> _Written request A_: Identify every line in the entries that holds the word "distant", and copy each of those lines.

> _Document extract_:
Summary for busy people who can't be bothered to read it all:
Do not apologise for knowing something
others don't. Do not apologise for being right, ever!
I was nine
years old when my dad told me to stop apologising for being right.
It wasn't really something easy but it
happened fast because I was a little girl and I always did what my
daddy told me.
I was raised in a catholic school. For
those of you who don't know what a French Catholic school is like,
I'm not going to get into details here, I just want to talk about the
general issue of apologizing to give you some context.
The teaching about apology and
forgiveness goes like this:
If someone does something bad to you,
they are forced to apologise generally by a teacher and you are
supposed to forgive them. The apology prevents the child from being
punished because nothing is wrong if they are forgiven. The thing is
apologies aren't genuine and the forgiveness is forced too, since not
saying “I forgive you” would get you punished.
At home, it was the same. My mother
would enforce the rules and if my brother was miss-behaving toward
me, I always had to forgive him. I probably had to apologise too from
time to time though I would like to pretend I didn't.

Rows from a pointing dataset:
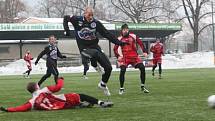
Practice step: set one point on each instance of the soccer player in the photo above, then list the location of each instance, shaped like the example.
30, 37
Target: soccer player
157, 50
28, 58
44, 99
86, 61
86, 28
52, 53
128, 55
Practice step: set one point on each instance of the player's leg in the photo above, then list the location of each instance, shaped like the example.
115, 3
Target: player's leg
122, 79
105, 63
55, 72
85, 61
47, 75
160, 70
141, 67
92, 101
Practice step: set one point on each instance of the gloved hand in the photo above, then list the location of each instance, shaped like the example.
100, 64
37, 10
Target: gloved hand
3, 109
63, 56
124, 43
36, 62
67, 33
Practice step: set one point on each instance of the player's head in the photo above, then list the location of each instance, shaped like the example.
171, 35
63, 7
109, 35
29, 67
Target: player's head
88, 14
32, 87
124, 30
52, 40
28, 51
158, 40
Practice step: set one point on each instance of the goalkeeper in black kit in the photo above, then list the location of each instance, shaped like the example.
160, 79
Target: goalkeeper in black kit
86, 28
52, 52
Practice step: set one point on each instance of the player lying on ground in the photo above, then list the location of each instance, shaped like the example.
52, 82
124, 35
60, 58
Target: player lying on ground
44, 99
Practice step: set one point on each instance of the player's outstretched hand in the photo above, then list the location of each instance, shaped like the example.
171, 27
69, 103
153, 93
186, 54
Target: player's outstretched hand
124, 43
3, 109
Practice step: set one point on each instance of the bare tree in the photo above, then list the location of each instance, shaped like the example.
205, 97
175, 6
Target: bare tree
194, 15
10, 9
60, 7
46, 8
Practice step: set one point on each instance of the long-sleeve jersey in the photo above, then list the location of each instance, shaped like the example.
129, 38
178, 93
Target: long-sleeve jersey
86, 32
28, 59
44, 99
131, 49
52, 52
157, 50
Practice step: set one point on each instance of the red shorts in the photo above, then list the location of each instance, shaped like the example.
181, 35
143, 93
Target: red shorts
129, 60
72, 99
157, 60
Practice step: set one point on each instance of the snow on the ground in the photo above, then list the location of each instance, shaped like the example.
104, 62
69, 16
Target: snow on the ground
170, 61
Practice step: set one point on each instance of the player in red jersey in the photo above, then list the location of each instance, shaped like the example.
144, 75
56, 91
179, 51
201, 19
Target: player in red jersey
128, 55
44, 99
158, 50
28, 58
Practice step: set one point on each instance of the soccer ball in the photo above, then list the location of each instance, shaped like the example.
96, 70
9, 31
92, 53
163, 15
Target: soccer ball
211, 101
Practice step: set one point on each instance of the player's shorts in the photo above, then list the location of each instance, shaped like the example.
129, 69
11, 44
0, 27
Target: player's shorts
157, 60
129, 60
28, 65
72, 99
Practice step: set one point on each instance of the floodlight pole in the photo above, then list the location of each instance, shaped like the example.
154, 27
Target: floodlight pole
213, 28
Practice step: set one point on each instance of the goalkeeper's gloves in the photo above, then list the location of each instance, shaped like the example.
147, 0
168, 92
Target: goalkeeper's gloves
3, 109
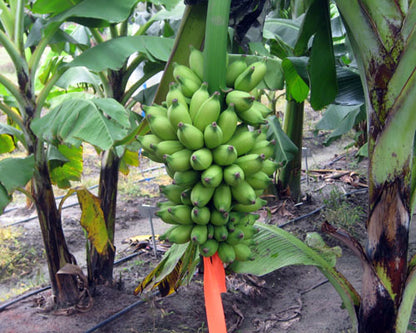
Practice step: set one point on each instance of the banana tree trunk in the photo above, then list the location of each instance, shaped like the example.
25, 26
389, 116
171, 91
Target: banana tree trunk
382, 36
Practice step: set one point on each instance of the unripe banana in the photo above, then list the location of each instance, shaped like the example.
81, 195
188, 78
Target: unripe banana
259, 180
187, 178
172, 192
212, 177
201, 195
234, 70
224, 155
178, 113
243, 140
251, 77
213, 135
196, 62
227, 121
209, 248
250, 163
201, 215
161, 127
242, 100
181, 214
168, 147
222, 198
179, 161
208, 112
190, 136
220, 233
226, 252
244, 193
199, 234
198, 98
201, 159
233, 175
175, 92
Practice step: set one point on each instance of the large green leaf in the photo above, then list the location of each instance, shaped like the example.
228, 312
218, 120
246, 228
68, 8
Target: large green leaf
113, 53
100, 122
277, 248
10, 180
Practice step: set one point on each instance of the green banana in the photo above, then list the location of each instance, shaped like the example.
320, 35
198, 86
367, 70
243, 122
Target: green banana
213, 135
220, 233
199, 234
198, 98
175, 92
242, 100
224, 155
233, 175
178, 113
222, 198
201, 159
201, 195
212, 177
234, 70
168, 147
196, 62
209, 248
259, 180
251, 77
187, 178
190, 136
161, 127
181, 214
208, 112
179, 161
243, 140
250, 163
201, 215
227, 121
244, 193
226, 252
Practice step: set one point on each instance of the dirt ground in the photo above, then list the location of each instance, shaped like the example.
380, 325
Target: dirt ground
292, 299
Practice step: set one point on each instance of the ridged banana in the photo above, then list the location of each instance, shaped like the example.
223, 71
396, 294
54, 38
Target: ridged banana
179, 161
244, 193
213, 135
259, 180
227, 121
201, 195
224, 155
243, 140
198, 98
190, 136
175, 92
222, 198
161, 127
201, 215
209, 248
187, 178
178, 113
201, 159
250, 163
199, 234
242, 100
196, 62
226, 252
251, 77
233, 175
234, 70
208, 112
212, 177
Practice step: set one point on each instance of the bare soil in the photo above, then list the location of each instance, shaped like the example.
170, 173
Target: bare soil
292, 299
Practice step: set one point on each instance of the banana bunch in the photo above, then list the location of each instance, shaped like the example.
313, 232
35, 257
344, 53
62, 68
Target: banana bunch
218, 157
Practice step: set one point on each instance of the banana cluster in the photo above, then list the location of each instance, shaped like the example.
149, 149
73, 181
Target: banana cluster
219, 158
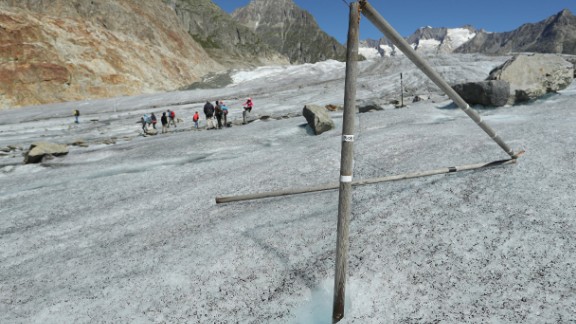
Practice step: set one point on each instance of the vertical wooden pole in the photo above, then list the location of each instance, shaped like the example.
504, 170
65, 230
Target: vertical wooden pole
346, 164
369, 12
401, 91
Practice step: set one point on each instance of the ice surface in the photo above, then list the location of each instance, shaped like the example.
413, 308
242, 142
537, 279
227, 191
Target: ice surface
127, 229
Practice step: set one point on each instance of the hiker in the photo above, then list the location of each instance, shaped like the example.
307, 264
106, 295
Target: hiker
153, 121
218, 113
164, 121
195, 119
247, 109
76, 116
248, 105
209, 112
147, 120
171, 117
143, 122
224, 113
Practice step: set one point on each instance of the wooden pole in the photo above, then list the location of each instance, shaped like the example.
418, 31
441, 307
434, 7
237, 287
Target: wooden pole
369, 12
332, 186
401, 91
346, 163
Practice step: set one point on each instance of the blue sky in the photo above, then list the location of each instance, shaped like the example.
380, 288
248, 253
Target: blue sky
408, 15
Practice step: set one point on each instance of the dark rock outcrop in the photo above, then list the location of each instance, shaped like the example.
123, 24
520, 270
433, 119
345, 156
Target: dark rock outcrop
318, 118
40, 150
531, 76
493, 93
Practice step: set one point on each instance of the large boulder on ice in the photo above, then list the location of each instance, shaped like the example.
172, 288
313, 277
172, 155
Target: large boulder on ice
531, 76
318, 118
493, 93
39, 150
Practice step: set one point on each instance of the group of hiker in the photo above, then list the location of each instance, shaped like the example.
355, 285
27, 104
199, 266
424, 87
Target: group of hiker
168, 117
219, 111
216, 116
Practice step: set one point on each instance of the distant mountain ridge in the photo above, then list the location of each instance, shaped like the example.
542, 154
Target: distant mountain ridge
290, 30
224, 39
556, 34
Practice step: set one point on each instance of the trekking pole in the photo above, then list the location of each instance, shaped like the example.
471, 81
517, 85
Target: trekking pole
369, 12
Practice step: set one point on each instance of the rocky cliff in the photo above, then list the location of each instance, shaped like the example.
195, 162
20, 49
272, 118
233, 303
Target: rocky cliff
556, 34
81, 49
226, 41
290, 30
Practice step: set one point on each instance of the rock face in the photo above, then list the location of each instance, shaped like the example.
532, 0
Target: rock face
82, 49
39, 150
553, 35
290, 30
226, 41
317, 118
531, 76
493, 93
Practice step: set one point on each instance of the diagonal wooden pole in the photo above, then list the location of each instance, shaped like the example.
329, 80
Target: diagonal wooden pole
346, 163
369, 12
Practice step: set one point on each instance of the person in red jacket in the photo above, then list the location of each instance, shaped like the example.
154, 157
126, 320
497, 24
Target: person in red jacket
247, 108
195, 119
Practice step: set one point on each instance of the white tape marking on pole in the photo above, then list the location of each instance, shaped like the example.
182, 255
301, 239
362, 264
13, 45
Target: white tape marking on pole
345, 178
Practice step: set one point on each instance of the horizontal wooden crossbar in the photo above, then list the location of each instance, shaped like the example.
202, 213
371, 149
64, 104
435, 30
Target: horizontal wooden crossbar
332, 186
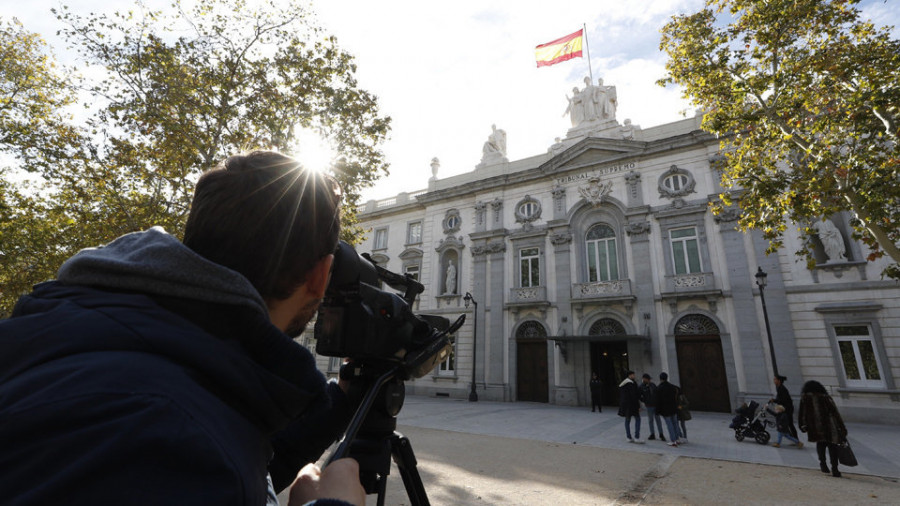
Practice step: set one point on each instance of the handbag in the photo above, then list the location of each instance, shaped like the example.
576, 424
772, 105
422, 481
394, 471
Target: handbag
845, 454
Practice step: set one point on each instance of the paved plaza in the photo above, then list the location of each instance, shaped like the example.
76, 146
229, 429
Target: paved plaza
877, 447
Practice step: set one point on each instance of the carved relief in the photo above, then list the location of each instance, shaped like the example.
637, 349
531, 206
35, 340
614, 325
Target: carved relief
637, 228
559, 198
633, 179
560, 238
594, 192
676, 182
497, 206
452, 221
480, 208
728, 214
528, 210
689, 281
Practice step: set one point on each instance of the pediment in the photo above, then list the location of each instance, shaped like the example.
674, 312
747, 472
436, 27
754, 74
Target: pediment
593, 151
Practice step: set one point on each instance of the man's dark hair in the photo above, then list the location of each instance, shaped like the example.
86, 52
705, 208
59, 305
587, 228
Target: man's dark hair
814, 387
265, 216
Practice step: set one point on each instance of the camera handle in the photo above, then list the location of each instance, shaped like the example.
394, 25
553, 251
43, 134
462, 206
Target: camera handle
374, 453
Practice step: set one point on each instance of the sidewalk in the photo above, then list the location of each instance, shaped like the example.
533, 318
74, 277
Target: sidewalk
877, 447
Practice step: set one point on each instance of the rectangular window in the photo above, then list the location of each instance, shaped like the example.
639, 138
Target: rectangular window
530, 267
859, 357
448, 366
412, 270
414, 233
380, 239
685, 250
603, 263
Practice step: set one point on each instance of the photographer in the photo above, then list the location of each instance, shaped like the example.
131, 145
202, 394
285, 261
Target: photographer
157, 372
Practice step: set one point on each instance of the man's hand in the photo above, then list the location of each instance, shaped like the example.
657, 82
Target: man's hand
340, 480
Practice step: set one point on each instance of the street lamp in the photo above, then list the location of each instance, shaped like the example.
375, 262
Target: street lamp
473, 396
761, 280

> _Written request B_: Translate this sentence from the essay on apologizing into Spanish: "If someone does something bad to you, they are forced to apologise generally by a teacher and you are supposed to forgive them."

> _Correct answer A_:
Practice step: set one point on each instance of the distant mountain ridge in the photo above, then list the location of each instance, shaped like the example.
Target: distant mountain ridge

> _Correct answer B_: Si alguien te hace algo malo, generalmente un maestro lo obliga a disculparse y se supone que tú debes perdonarlo.